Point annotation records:
— Start —

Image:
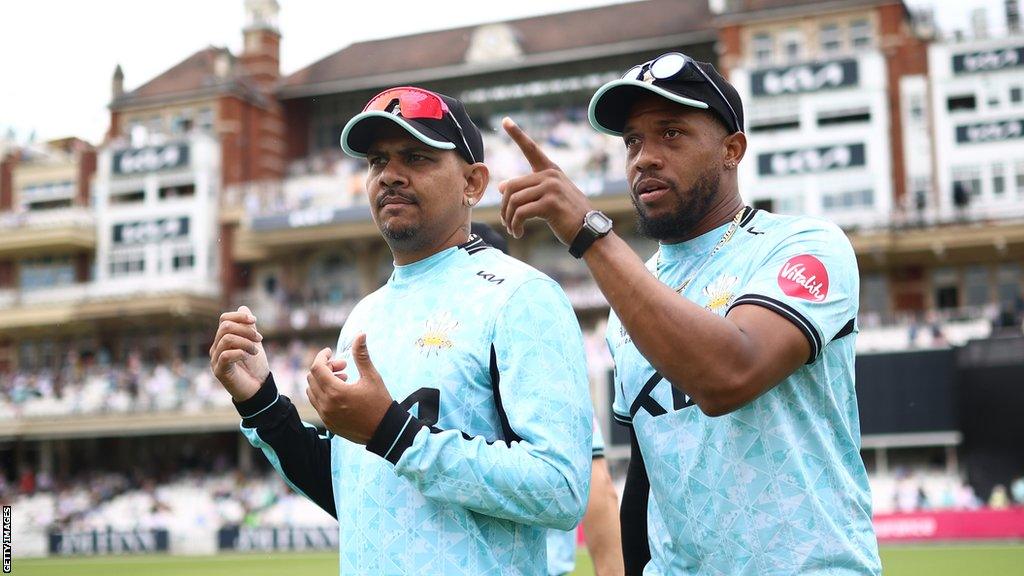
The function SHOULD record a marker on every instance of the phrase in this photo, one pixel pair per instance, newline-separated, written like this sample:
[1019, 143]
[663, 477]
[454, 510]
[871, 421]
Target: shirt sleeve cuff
[395, 434]
[260, 404]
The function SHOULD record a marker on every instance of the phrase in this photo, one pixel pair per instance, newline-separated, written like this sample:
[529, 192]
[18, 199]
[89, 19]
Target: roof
[193, 77]
[745, 10]
[598, 28]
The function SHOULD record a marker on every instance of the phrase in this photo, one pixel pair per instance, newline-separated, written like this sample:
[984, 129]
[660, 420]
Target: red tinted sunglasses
[417, 104]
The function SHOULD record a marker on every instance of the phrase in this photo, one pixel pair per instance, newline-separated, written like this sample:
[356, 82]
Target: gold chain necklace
[722, 242]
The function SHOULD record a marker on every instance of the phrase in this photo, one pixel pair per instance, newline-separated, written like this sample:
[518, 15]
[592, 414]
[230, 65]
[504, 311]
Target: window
[182, 257]
[860, 34]
[183, 191]
[768, 125]
[967, 101]
[47, 195]
[829, 38]
[967, 184]
[181, 123]
[155, 125]
[204, 120]
[127, 261]
[945, 283]
[791, 205]
[762, 47]
[920, 188]
[916, 108]
[131, 197]
[793, 45]
[46, 272]
[1008, 285]
[998, 179]
[976, 286]
[835, 117]
[849, 200]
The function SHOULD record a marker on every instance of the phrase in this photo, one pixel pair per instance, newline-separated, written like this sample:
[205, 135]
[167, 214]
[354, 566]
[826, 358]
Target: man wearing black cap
[733, 344]
[471, 432]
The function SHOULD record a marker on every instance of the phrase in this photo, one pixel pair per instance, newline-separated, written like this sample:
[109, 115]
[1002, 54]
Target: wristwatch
[595, 225]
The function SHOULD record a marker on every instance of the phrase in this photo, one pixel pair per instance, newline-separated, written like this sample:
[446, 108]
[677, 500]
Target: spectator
[1017, 490]
[998, 500]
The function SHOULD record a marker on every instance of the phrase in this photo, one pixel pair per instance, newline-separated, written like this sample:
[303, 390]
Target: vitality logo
[804, 277]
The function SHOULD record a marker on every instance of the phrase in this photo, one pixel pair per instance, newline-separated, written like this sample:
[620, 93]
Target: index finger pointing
[538, 160]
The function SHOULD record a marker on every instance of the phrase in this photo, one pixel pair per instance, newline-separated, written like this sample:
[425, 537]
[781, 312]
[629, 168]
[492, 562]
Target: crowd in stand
[134, 385]
[184, 502]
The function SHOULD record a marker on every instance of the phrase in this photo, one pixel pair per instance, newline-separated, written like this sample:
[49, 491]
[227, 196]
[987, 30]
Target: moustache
[635, 184]
[389, 195]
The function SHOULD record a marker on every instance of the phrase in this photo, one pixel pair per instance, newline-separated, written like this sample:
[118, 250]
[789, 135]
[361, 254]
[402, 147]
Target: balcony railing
[40, 219]
[133, 288]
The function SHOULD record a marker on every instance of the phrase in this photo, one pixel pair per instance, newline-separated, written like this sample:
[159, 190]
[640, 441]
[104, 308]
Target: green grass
[987, 560]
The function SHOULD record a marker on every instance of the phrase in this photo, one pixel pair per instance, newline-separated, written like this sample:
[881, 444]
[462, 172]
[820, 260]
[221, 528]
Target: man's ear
[735, 148]
[477, 177]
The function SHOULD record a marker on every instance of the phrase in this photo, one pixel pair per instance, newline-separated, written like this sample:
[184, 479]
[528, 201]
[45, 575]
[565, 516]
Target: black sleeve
[303, 455]
[633, 513]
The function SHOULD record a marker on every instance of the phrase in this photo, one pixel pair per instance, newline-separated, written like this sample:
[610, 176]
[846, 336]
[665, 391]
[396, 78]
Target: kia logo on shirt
[804, 78]
[151, 159]
[990, 131]
[812, 160]
[804, 277]
[988, 59]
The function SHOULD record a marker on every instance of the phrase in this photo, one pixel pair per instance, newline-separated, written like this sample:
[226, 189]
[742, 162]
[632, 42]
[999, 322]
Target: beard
[692, 206]
[397, 234]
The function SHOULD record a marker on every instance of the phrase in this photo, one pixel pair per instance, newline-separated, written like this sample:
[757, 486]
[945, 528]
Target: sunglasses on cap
[672, 65]
[417, 104]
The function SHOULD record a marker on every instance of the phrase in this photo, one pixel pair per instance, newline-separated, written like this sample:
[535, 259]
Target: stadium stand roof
[211, 71]
[540, 40]
[747, 10]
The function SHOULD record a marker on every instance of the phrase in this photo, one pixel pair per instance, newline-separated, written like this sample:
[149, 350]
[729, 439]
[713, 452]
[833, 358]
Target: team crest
[437, 333]
[720, 293]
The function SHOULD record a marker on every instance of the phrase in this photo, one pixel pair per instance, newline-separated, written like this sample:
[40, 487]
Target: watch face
[598, 222]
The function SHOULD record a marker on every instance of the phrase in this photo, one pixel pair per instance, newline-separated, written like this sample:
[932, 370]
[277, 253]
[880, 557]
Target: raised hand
[237, 356]
[350, 410]
[546, 193]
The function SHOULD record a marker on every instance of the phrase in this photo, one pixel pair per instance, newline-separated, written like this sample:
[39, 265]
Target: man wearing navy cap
[733, 344]
[469, 433]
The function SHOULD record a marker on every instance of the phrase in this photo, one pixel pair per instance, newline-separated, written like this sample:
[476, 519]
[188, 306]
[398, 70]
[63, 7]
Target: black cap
[611, 104]
[443, 133]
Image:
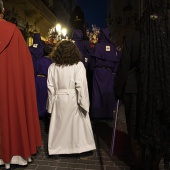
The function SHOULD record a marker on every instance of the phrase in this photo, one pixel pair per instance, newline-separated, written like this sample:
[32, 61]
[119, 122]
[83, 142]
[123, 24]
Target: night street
[101, 159]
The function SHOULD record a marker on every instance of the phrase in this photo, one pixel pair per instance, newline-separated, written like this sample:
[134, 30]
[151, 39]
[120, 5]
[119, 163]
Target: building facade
[37, 15]
[122, 18]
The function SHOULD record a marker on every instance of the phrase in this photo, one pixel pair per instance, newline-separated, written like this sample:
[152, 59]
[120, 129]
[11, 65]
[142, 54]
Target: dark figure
[77, 19]
[20, 133]
[104, 61]
[82, 45]
[143, 83]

— End —

## Instructions to follow
Pictures in the data above should not be copied; transcribe everything else exactly.

## Solution for this task
Image:
The function SHOULD record a marker on every instance of the phrase in this photo, one pixel pair per instance, newline-separated, written like this sample:
[1019, 143]
[663, 477]
[454, 510]
[871, 421]
Target: shirt sleeve cuff
[395, 434]
[260, 404]
The function SHOULD record a marker on every instance of the phrase in this photo, one pixel pair per instance, newline-separated, written like this sample:
[529, 192]
[18, 199]
[89, 19]
Target: roof
[193, 77]
[745, 10]
[598, 28]
The function SHOULD record a marker on every instance of the phrase in this photo, one pixel pair per instance, newline-separated, written like this sample:
[984, 129]
[660, 420]
Target: red tinted sunglasses
[417, 104]
The function SHOULD record a marker on every instance of the phrase in this photo, one pixel pair per instance, newline-separated, written like this sample:
[356, 82]
Target: gold chain necklace
[722, 242]
The function SHOULD record a marker on every instance of the phrase in this photo, one pixel pair per instance, newline-separated, written like this sample:
[518, 15]
[592, 414]
[230, 65]
[504, 311]
Target: window
[182, 257]
[860, 34]
[183, 191]
[768, 125]
[967, 101]
[47, 195]
[829, 38]
[967, 184]
[181, 123]
[155, 125]
[204, 120]
[127, 261]
[945, 283]
[791, 205]
[762, 47]
[920, 188]
[916, 108]
[131, 197]
[793, 45]
[46, 272]
[1008, 285]
[998, 179]
[976, 286]
[835, 117]
[849, 200]
The function SHOULD record a marker on every instance of the phrase in this photo, one pixel pair per instance, newline-separated, written like this sample:
[205, 135]
[167, 214]
[354, 566]
[826, 358]
Target: man wearing black cap
[733, 344]
[471, 432]
The function SHOULD record a marker on every instance of the phrase in this photo, one pixel pair per instance, newline-separated, written like this sample:
[109, 115]
[1002, 54]
Target: wristwatch
[595, 225]
The function SHOULD record a marker on every instance of the phrase in this photo, one pixel pair per instance, newline-separated, written like this sample:
[446, 108]
[677, 500]
Target: spectator
[1017, 490]
[998, 500]
The function SHOULD record a marker on every instance of the phrase in this photo, one pixel pair per instance, newline-separated, written like this sample:
[303, 390]
Target: vitality logo
[804, 277]
The function SHOULD record a marker on every instance of the phrase in this photo, one pixel pair per instance, newline-separated, written like this sample:
[620, 93]
Target: index finger pointing
[538, 160]
The function SHOULD record a marker on every instance of the phrase in this photo, one pixel pair per instance, newline-separated, written like this sample:
[425, 537]
[781, 312]
[629, 168]
[492, 562]
Target: crowd in stand
[134, 385]
[184, 502]
The function SHOULD record a marker on every instance of the phrase in this photo, one pixel pair per instance, newline-separated, written like this sample:
[49, 491]
[227, 196]
[987, 30]
Target: moustache
[635, 184]
[389, 195]
The function SHOULD record a marker on every instance of the phrase in this photo, one pixel pair per instance, newline-separated, written like this sample:
[118, 250]
[789, 135]
[361, 254]
[402, 147]
Target: balcony railing
[40, 219]
[133, 288]
The function SHOULD record a marker on every instance of the phrase in this photo, one pixel pair per instance, newline-separated, written like this sample:
[159, 190]
[640, 441]
[104, 308]
Target: green grass
[987, 560]
The function SHOULD record a marker on every instance of the phrase in this photo, one pixel pair per instance, newline-separated, written like this sample:
[881, 444]
[462, 172]
[820, 260]
[221, 528]
Target: man's ear
[735, 148]
[477, 177]
The function SHOULD record a marker on every instance of the phrase in this photo, one pixel pair per instance, newline-separated, written like this sample:
[184, 479]
[528, 201]
[45, 575]
[565, 516]
Target: black sleeve
[303, 455]
[633, 513]
The function SHOULD record a marker on every instance of the phrase in this photo, one pixel pair per instance, newline-separated, written like this sample:
[610, 176]
[846, 336]
[665, 391]
[396, 78]
Target: kia logo on shirt
[804, 78]
[151, 159]
[990, 131]
[812, 160]
[804, 277]
[988, 59]
The function SHOULD record a marker on every instance of the phrase in this photo, one pixel pair per instance, newline-separated, written like this sample:
[226, 189]
[742, 162]
[632, 42]
[999, 322]
Target: beard
[692, 206]
[397, 234]
The function SHOULD record a marker on every instance of the phrase in this photo, one pixel pair per instance, newline-separated, written like this sample:
[757, 486]
[945, 528]
Target: sunglasses on cap
[672, 65]
[417, 104]
The function SHOULD record a marker on every instance of the phrase in this photo, one pixel pair per instance, newline-separated, written like this sample:
[535, 259]
Target: stadium stand roof
[211, 71]
[540, 40]
[747, 10]
The function SHOULD record a marker on every instance of the phrase in this photo, one pixel pair per instance, newline-separated, written like this sample:
[149, 350]
[729, 439]
[713, 452]
[833, 358]
Target: team crest
[437, 333]
[720, 293]
The function SHOULD record a marker on every instance of the phrase in this photo, one pixel pair per instance, newline-separated, written like this sample:
[40, 487]
Target: watch face
[598, 222]
The function SHOULD record a marker on every instance of the phrase in this photo, one pixel pair per instance, newline-separated, written like this sample:
[932, 370]
[277, 253]
[880, 557]
Target: raised hand
[237, 356]
[350, 410]
[546, 193]
The function SHOULD record a marker on every instance of the phrase in this photo, one pixel pair per instance, newline-separated, written like this sample:
[39, 265]
Target: man wearing navy cap
[733, 344]
[469, 433]
The function SHOULD record a marker on every instance of the phrase in this photo, one pixel pair per instance, newline-separated, written like this sample:
[476, 519]
[188, 306]
[398, 70]
[63, 7]
Target: black cap
[611, 104]
[443, 133]
Image:
The function SHOULD record a marker on every instance of the phrase in this photo, one pixel pair per instance, newline-separated, written like this sample:
[32, 61]
[119, 122]
[83, 142]
[123, 24]
Target: night street
[101, 159]
The function SHOULD record a marker on every instance of the phrase in this photo, one pixel pair per instance, newline-separated, written like this sample:
[134, 30]
[151, 39]
[120, 5]
[119, 163]
Target: building facade
[37, 15]
[122, 18]
The function SHOULD record a marker on every instance of the phrase in this photo, one pixel pair per instance, newline-separated, written like this sample:
[152, 59]
[120, 129]
[11, 65]
[142, 54]
Target: dark figure
[77, 19]
[20, 133]
[104, 61]
[82, 45]
[143, 83]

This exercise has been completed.